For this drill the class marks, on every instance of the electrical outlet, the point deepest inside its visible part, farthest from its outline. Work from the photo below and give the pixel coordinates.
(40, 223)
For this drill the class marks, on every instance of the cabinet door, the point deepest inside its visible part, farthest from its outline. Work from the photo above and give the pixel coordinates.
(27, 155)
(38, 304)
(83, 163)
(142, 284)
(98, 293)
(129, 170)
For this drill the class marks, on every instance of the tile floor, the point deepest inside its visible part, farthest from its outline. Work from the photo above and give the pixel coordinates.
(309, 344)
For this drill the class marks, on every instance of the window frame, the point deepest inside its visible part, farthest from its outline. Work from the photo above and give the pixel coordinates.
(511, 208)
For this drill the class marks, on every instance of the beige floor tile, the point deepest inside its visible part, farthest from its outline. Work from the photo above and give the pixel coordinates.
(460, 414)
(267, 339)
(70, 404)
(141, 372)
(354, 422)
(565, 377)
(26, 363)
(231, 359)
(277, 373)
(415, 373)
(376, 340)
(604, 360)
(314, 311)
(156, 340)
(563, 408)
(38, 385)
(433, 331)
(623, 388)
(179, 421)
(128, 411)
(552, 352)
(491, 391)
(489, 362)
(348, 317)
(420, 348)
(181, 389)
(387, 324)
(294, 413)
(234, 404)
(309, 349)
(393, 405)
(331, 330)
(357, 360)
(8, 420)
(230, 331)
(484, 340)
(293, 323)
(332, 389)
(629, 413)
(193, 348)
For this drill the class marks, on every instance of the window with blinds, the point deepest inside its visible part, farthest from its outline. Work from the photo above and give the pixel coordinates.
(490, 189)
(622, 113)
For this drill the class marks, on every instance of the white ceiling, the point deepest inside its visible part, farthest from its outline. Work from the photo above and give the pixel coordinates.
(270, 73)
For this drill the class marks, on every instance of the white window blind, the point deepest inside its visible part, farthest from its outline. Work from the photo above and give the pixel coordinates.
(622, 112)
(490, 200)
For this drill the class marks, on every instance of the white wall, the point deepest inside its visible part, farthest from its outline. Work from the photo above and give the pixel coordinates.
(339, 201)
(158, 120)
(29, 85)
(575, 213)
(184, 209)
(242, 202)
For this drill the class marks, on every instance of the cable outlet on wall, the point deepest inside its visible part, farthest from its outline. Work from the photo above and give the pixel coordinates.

**Work to complete**
Produce a verbatim transcription of the entries above.

**Task response**
For this drill the class marks, on every instance of the electrical outlet, the point deepest inside its visible part, farthest from its outline. Work from the photo below and give the pixel coordinates.
(40, 223)
For this drill the class marks, on every instance of the cabinet door, the point deepest inside its visible part, farthest from its outline. Work from the photo above and give the pixel coordinates.
(27, 155)
(38, 304)
(83, 163)
(142, 284)
(98, 293)
(129, 170)
For this drill the class marks, on every instance of the tile floor, the point deepest inside its visible part, farthest from its outline. Work from the photo above and give the pixel coordinates.
(309, 344)
For this drill the class marks, on every instance of the window frame, the point deepest inside its visible part, farthest from its outline. Work from the photo above and give the pixel coordinates.
(511, 208)
For this drill the class marks, on every instance of the beige floor tile, the point deepest inside its visible part, farthest from its outline. Work from the photo above and give the pixel coordinates.
(460, 414)
(267, 339)
(70, 404)
(141, 372)
(354, 422)
(565, 377)
(26, 363)
(231, 359)
(277, 373)
(415, 373)
(376, 340)
(604, 360)
(314, 311)
(156, 340)
(563, 408)
(38, 385)
(433, 331)
(623, 388)
(179, 421)
(128, 411)
(552, 352)
(491, 391)
(489, 362)
(348, 317)
(420, 348)
(181, 389)
(387, 324)
(294, 413)
(234, 404)
(309, 349)
(393, 405)
(331, 330)
(357, 360)
(8, 420)
(230, 331)
(484, 340)
(293, 323)
(332, 389)
(629, 413)
(193, 348)
For this drill the class marks, on every instance of the window with blinds, the point deepest inside its visible part, farthest from its outline. Work from the photo above and give the pixel coordinates.
(490, 189)
(622, 113)
For this drill the class marks, on every instance of the white ceiling, the point deepest inside its visible part, farthest from its outline. Work from the photo above and give the pixel coordinates.
(270, 73)
For this drill the class marks, on every instance of the white window blind, the point deepest inside its visible part, farthest from its outline. Work from the photo above and give the pixel coordinates.
(622, 112)
(490, 200)
For this drill the class marks, on every instance of the white wall, the point deepest inside its visible part, farthest from its outline. Work from the photo above and give the pixel coordinates.
(339, 201)
(158, 120)
(29, 85)
(575, 213)
(184, 209)
(242, 202)
For this drill the class marks, on every instance of the cable outlet on wall, the point deepest inside its visible part, farthest from its outline. Work from the photo above and give the pixel coordinates.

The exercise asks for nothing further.